◆ **EXERCISE DIRECTIONS**
Report how many lines in the records below contain the word "person". Give only the number.

◆ **RECORD SET**
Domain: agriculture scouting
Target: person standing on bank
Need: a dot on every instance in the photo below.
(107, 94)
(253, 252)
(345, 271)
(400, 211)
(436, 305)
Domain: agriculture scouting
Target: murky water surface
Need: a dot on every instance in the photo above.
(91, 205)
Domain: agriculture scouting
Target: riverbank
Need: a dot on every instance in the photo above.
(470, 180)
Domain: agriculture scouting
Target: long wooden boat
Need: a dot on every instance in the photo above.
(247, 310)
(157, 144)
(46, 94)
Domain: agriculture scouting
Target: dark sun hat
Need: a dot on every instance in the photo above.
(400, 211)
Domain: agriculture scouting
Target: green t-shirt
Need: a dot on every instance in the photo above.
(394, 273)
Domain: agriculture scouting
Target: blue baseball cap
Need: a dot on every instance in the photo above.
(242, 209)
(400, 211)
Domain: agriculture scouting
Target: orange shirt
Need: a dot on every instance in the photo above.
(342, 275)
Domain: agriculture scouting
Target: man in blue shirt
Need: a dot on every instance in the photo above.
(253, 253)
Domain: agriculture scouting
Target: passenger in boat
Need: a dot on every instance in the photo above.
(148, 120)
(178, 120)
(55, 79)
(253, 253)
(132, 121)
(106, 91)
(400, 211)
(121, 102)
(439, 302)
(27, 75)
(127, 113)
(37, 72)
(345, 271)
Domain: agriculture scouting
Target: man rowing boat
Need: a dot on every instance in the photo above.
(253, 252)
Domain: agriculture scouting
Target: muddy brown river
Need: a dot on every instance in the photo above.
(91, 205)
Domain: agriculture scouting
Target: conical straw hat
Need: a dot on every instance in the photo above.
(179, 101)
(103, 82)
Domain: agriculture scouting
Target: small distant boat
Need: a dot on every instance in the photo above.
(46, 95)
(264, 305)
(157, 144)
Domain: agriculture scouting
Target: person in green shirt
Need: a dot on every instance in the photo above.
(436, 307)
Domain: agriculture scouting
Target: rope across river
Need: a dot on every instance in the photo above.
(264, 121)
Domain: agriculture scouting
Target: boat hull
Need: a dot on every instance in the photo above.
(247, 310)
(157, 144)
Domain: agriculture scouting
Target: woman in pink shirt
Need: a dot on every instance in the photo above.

---

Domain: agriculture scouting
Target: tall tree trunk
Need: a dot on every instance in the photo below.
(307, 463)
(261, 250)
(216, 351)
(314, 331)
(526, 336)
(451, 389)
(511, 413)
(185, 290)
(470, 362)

◆ **WRITTEN SOLUTION**
2